[TASKS FOR THIS EXERCISE]:
1: In the weight-loss success story below, condense the paragraph beginning "Diet plan:" into a short bulleted list that keeps its main facts.
2: Carry the weight-loss success story below forward by writing the next part, starting after its final sentence.

[PAGE EXCERPT]:
◇ ◇ ◇ ◇ ◇

SUCCESS STORY / Michelle Herring, 44: From 205 pounds to 147 pounds
Former weight: 205 pounds
Current weight: 147 pounds
Pounds lost: 58 pounds
Height: 5 feet 7 inches
Age: 44 years
How long you’ve kept it off: “I began with Nancy Masoud, weight-loss and metabolism specialist, (www.lockitinweightloss.com) July 20th and reached my goal at the end of November,” Herring said.
Personal life: “I have been married to my best friend, Mike, for the last 15 years,” Herring said. “We are raising a son and daughter and as many boxer dogs as we can handle. … I am a teacher at East Cobb Christian School.”
Turning point: “The craziest thing I have always said about myself is that I have ‘reverse’ body dysmorphia,” she said. “In other words, even at my heaviest, I would look in the mirror and think, ‘I look pretty good!’ Now that I have lost the weight and get reactions from people, I think to myself, ‘I look the same as I always have. … I have lost weight to compete in pageants and to help in my battle with infertility, but it has always come right back on. After the birth of my daughter, I had an emergency hysterectomy, which threw my body into a hormonal tailspin. I had just about decided I would always be heavy. My last doctor’s appointment turned the tide, though, because I was told either lose weight or go on cholesterol medication.
Diet plan: “I knew I was going to need one-on-one support and accountability. I also wanted to have my underlying hormonal issues addressed. I actually found who I was looking for when I read an AJC Success Story one Wednesday. … Something in her story spoke to me,” she said about finding Masoud. “I eliminated gluten, dairy, fats and certain types of fruit and vegetables that were causing an inflammatory response in my body.”

◇ ◇ ◇ ◇ ◇

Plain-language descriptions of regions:
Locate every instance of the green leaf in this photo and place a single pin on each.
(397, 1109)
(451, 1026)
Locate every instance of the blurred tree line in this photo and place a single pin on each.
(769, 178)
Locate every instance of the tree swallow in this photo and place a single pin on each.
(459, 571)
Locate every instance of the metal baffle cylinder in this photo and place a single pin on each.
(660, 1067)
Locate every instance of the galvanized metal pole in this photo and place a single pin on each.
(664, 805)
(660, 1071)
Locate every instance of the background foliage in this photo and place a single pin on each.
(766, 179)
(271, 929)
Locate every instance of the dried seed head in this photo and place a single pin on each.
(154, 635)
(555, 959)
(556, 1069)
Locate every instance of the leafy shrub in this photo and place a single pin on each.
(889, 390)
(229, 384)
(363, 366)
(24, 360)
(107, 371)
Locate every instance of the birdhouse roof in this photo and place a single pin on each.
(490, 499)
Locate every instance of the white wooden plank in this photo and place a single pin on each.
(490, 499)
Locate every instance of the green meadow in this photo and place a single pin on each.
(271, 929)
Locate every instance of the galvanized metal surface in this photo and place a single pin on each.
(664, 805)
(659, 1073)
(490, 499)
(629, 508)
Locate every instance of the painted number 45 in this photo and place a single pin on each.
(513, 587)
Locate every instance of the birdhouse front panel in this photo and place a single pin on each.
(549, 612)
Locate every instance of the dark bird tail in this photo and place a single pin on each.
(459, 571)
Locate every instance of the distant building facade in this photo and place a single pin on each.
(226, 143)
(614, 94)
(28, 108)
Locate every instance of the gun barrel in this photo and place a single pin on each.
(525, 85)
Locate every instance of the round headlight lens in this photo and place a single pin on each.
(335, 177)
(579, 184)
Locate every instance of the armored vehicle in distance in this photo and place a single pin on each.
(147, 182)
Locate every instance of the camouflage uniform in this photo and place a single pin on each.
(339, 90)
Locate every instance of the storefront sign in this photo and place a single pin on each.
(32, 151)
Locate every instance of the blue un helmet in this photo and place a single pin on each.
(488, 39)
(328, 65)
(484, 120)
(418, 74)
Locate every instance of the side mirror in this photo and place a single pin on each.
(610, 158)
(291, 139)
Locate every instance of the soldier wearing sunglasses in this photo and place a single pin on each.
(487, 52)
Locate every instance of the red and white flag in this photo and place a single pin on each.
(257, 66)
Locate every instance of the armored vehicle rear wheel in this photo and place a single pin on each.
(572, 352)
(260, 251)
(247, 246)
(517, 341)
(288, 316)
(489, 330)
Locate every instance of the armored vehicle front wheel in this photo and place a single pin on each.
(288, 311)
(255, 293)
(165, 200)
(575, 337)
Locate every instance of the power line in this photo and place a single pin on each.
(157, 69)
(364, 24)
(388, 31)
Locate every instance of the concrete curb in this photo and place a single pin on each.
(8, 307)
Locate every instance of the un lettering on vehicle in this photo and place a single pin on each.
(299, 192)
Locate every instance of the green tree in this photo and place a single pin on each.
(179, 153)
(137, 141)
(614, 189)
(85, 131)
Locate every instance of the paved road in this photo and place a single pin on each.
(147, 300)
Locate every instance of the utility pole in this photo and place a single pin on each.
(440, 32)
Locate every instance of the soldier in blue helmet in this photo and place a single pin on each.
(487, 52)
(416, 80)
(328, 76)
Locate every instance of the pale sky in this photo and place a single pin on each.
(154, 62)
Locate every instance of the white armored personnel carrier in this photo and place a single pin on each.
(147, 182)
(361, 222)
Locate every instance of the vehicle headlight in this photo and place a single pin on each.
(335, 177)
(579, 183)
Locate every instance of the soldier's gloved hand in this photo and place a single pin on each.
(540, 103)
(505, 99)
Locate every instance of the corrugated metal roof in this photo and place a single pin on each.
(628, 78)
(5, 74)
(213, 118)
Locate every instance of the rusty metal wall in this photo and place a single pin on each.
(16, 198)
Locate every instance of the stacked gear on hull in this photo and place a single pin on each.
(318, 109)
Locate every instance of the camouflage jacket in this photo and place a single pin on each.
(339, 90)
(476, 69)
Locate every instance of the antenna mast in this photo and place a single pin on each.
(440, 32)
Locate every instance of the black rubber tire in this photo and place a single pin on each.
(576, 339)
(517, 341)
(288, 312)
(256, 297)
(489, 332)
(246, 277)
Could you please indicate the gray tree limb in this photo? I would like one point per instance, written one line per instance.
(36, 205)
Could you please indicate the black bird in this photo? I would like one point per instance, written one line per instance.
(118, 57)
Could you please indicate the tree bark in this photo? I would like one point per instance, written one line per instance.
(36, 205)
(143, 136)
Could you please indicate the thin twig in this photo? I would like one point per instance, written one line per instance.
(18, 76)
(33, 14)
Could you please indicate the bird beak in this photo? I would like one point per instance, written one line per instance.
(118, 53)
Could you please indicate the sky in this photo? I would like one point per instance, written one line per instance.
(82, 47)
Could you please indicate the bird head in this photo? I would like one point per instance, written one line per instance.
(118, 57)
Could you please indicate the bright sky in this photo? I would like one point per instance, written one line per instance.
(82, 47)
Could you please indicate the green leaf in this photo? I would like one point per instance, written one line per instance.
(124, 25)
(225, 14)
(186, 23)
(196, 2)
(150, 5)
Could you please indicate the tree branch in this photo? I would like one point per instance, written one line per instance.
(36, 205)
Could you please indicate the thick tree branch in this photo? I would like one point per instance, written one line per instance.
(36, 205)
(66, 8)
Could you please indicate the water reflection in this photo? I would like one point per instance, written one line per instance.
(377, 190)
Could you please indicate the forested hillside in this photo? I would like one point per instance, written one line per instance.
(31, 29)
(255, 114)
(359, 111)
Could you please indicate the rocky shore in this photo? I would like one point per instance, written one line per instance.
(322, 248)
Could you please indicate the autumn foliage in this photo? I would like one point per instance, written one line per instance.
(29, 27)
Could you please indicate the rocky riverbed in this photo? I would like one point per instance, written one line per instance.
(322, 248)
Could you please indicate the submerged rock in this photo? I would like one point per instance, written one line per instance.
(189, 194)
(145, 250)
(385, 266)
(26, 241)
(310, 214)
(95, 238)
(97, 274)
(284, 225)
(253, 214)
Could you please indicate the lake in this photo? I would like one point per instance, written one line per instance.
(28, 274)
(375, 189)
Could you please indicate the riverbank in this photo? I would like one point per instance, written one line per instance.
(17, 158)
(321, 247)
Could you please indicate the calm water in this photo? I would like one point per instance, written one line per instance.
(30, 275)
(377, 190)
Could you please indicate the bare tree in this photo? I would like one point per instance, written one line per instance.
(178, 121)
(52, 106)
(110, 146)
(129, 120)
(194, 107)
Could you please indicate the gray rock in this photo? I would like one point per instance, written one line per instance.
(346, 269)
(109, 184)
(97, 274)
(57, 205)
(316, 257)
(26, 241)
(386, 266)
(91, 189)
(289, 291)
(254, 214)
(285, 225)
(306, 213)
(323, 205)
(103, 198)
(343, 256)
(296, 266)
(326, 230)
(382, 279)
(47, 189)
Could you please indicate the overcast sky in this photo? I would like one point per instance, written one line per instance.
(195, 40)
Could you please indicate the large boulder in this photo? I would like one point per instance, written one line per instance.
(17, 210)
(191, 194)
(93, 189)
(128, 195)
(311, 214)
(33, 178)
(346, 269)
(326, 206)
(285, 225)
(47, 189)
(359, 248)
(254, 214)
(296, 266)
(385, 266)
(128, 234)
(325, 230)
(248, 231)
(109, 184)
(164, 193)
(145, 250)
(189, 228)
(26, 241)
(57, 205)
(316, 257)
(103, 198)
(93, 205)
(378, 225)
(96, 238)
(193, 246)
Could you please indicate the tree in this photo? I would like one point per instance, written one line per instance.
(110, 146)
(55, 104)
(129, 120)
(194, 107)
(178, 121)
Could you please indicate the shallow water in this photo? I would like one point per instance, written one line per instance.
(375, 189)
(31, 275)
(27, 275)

◇ ◇ ◇ ◇ ◇

[ANSWERS TO THIS EXERCISE]:
1:
- She knew she would need one-on-one support and accountability.
- She also wanted her underlying hormonal issues addressed.
- She found Nancy Masoud after reading an AJC Success Story one Wednesday; something in that story spoke to her.
- She eliminated gluten, dairy, fats and certain fruits and vegetables that were causing an inflammatory response in her body.

2:
Exercise routine: “I did not exercise, I repeat, I did not exercise. … That way your body burns that fat right off,” she said. “Now that I am in my maintenance phase … I lift weights three times a week and walk to tone up.”
Biggest challenge: “Setting your mind to it is always the hardest part. … I teach my students in science that our brains literally create new pathways each time we learn something,” she said. “Knowing that the brain is laying down a new good habit pathway for all this work I’ve done helps me believe that I can keep it up.”
How life has changed: “I get to enjoy the clothes-buying experience,” she said, adding that her cholesterol dropped. “I am able to run around with my third-graders and not feel like a creaky mess. … I have a strong faith, so this change has made me feel better for myself, not really about myself. … Believe that you can do it. No matter what path you take.”